* [WRITTEN INSTRUCTION]
Offset the listing by reproducing the lines starting with the line containing "Place a point on each instance of the calm" and going on through the line containing "x=826, y=602", requests included, with 41 added to every coordinate in the answers. Give only those lines.

* [RECORDS SHOWN]
* begin *

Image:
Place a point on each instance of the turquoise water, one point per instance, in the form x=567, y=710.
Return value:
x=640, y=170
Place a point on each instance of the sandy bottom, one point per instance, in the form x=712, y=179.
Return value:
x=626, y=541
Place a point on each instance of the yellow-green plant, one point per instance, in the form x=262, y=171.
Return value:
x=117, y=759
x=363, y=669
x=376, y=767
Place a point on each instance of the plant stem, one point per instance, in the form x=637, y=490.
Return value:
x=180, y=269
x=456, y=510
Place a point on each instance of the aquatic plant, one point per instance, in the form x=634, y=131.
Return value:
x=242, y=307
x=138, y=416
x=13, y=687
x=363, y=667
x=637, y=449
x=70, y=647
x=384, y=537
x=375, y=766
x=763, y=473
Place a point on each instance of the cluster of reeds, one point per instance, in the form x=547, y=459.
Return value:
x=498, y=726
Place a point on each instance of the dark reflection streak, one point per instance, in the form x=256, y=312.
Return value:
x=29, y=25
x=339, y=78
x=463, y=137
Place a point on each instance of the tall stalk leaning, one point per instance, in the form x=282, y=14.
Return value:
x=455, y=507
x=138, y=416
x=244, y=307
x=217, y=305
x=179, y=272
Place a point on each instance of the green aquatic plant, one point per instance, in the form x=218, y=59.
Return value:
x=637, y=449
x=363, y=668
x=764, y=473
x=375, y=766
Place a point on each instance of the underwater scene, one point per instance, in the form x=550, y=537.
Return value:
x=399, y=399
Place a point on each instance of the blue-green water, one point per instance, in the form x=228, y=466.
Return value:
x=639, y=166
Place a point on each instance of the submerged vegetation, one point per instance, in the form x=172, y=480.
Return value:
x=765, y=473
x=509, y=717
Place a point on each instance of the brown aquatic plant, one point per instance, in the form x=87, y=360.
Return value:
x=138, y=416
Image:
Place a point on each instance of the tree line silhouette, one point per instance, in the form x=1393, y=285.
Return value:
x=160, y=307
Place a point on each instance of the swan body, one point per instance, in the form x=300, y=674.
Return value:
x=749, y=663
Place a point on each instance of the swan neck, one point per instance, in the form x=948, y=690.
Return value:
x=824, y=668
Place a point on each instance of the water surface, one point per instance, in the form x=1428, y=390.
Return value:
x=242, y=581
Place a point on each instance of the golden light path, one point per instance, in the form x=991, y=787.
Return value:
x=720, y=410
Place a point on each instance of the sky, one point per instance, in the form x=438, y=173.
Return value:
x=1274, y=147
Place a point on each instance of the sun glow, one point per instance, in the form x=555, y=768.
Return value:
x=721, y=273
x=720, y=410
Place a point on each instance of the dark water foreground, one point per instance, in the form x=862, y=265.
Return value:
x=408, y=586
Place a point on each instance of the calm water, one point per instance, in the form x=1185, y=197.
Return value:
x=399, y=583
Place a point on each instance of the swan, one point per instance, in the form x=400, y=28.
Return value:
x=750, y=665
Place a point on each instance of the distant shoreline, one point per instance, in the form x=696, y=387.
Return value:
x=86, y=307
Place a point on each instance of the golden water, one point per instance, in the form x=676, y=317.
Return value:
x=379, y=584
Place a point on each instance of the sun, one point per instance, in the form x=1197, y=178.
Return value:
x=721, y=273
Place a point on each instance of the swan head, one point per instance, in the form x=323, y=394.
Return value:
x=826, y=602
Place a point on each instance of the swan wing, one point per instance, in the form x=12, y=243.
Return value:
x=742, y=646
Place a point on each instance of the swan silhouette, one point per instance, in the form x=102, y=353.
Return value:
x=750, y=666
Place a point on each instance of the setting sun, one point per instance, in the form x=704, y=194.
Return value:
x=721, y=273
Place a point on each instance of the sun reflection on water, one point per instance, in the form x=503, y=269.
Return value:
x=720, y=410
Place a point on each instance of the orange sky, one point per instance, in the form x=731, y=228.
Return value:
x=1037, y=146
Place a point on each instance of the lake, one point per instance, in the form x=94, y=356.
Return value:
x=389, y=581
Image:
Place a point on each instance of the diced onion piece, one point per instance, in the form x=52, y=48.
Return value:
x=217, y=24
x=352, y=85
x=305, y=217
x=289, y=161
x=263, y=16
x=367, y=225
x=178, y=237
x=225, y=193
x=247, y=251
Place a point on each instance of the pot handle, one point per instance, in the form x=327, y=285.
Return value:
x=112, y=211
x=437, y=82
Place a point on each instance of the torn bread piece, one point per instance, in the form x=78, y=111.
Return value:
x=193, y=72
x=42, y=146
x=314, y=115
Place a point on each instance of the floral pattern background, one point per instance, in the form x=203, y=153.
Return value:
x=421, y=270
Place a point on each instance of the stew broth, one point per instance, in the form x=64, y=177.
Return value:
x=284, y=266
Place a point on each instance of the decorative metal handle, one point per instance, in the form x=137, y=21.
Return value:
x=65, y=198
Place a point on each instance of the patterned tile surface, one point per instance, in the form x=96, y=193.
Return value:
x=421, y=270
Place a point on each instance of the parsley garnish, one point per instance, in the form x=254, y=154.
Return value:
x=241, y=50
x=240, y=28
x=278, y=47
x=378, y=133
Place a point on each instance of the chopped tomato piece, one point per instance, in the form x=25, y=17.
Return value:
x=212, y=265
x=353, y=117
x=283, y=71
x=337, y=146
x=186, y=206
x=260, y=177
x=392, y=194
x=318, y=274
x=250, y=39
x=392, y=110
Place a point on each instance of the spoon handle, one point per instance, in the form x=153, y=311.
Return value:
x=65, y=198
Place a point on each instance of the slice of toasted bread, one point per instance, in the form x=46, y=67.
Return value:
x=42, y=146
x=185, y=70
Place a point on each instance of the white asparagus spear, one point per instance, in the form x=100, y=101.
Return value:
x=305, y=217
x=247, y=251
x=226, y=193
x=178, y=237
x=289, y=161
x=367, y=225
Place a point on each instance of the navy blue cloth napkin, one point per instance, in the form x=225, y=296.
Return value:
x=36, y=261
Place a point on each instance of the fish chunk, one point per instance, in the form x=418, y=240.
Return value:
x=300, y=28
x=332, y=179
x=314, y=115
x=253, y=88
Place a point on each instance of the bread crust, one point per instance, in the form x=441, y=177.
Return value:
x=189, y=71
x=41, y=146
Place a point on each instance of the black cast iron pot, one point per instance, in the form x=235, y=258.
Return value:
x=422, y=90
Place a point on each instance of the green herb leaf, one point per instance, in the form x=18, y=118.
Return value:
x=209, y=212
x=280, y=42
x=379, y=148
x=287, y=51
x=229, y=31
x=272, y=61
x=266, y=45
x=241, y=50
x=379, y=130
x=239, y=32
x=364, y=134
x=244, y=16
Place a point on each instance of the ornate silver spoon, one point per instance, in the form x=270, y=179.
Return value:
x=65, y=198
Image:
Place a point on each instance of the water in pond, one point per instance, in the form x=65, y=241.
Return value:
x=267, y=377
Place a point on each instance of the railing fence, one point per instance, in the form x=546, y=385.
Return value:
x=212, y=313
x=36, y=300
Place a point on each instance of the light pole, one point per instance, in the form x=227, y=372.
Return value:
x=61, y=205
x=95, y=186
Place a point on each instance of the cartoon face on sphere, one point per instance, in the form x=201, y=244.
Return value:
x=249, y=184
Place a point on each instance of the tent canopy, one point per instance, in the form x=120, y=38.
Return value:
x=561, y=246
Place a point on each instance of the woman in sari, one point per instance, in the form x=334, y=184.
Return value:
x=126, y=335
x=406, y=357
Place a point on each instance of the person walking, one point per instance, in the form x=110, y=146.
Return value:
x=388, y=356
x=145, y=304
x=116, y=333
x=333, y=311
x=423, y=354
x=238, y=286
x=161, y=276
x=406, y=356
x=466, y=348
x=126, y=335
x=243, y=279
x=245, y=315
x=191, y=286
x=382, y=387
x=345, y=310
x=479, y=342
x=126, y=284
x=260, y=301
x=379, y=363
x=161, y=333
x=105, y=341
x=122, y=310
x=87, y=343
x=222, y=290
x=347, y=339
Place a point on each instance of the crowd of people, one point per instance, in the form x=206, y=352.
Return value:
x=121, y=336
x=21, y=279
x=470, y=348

* end *

* [CORRECT OUTPUT]
Place a point on each instance of the calm water, one point per instance, in the form x=1185, y=197.
Return value:
x=440, y=624
Place a point on each instance of the swan, one point per instance, in the form x=400, y=28.
Return value:
x=791, y=706
Place a point on each instance of the distant shoreline, one point per instance, in the form x=696, y=387.
Return value:
x=127, y=348
Place a point on each instance of the golden water, one point per instance, in the form x=676, y=317.
Return value:
x=420, y=625
Place a point on each instance of the sun, one point per instance, in the form x=1197, y=178.
Return value:
x=762, y=314
Place a point on each instance of the swan head, one point per instance, in the form x=323, y=394.
Return value:
x=867, y=643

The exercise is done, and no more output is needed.